* DATA TO PROCESS:
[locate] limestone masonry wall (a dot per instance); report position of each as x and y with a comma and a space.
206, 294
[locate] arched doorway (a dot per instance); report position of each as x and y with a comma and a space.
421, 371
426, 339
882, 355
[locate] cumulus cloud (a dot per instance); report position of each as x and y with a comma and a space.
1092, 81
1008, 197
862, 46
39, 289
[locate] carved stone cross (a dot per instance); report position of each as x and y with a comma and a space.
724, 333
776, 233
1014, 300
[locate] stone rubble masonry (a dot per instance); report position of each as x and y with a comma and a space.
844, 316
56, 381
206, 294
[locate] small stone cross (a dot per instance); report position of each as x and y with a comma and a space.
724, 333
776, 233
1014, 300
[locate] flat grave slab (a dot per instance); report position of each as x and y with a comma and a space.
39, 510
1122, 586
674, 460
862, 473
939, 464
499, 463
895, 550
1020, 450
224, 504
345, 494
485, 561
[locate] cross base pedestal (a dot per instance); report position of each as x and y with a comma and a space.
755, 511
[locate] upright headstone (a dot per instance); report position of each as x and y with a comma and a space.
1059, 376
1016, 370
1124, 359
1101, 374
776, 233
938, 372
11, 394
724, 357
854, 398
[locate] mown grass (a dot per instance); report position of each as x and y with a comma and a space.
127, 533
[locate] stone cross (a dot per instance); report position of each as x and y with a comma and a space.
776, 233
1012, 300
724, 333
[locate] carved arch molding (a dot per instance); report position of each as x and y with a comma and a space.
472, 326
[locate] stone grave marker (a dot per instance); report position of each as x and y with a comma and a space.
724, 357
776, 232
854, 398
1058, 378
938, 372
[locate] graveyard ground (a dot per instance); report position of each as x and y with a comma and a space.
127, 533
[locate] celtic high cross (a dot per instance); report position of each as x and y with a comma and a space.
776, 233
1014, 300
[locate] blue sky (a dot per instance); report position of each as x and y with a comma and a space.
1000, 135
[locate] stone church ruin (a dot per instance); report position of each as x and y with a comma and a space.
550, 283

* INSTRUCTIONS TO FOLLOW: Render every line of the entries above as a JSON list of strings, one string per line, and leave out any blank lines.

* ANSWER TO THIS TASK:
[
  "[locate] limestone masonry wall (a dot per instance); report position of each as x and y with a comma and a space.",
  "206, 294",
  "[locate] arched doorway (a dot per instance); report position of each as x and y with a comma and a space.",
  "421, 371",
  "426, 339",
  "882, 355",
  "[locate] cumulus cloud (a dot per instance); report position of each as x and y with a comma and a space.",
  "1092, 81",
  "1008, 197",
  "862, 46",
  "39, 289",
  "[locate] carved stone cross (a dot per instance); report position of each as x and y with a comma and a space.",
  "724, 333",
  "776, 233",
  "1014, 300",
  "[locate] stone rubble masonry (a dot per instance); report position of each as x and y with a comma and a space.",
  "844, 316",
  "56, 381",
  "206, 294",
  "[locate] small stone cross (a dot per instance); report position of each as x and y with a comma and a space.",
  "724, 333",
  "776, 233",
  "1014, 300",
  "[locate] flat grave slab (a dot per instance); report position of each as x and y with a comma and a space.",
  "39, 510",
  "1122, 586",
  "674, 460",
  "862, 473",
  "939, 464",
  "499, 463",
  "895, 550",
  "1020, 450",
  "224, 504",
  "345, 494",
  "485, 561",
  "[locate] cross base pedestal (a dot per instance); report position of each as x and y with a comma and a space.",
  "755, 511",
  "[locate] upright headstone (a dot per instance); report position of each as x and y with a comma and a space.",
  "1059, 376",
  "1016, 370",
  "1124, 359",
  "1101, 374",
  "776, 233",
  "938, 372",
  "11, 394",
  "724, 357",
  "854, 398",
  "[locate] mown grass (a dot per instance); report position of each as x and y with a comma and a space.",
  "127, 533",
  "[locate] stone cross (a dot per instance); report position of each as x and y with a comma and a space.",
  "776, 233",
  "1012, 300",
  "724, 333",
  "[locate] carved arch molding (a dot per instance); report position of each as x and y with a comma and a space.",
  "472, 326",
  "[locate] stone grave marker (a dot per instance); report position of each as x and y with a comma and a space.",
  "724, 357",
  "776, 232",
  "854, 398",
  "1058, 378",
  "938, 372",
  "[locate] graveyard ground (a dot per instance); report position of each as x and y with a comma and a space.",
  "127, 533",
  "[locate] celtic high cross (a dot per instance); report position of each as x and y with a comma and a space.",
  "776, 233",
  "1014, 300",
  "[locate] blue sky (a dot per instance); report position of each as x and y with a comma and a space.",
  "1000, 135",
  "[locate] stone church ruin (a dot per instance); report position of each as x and y with a comma and a space.",
  "550, 283"
]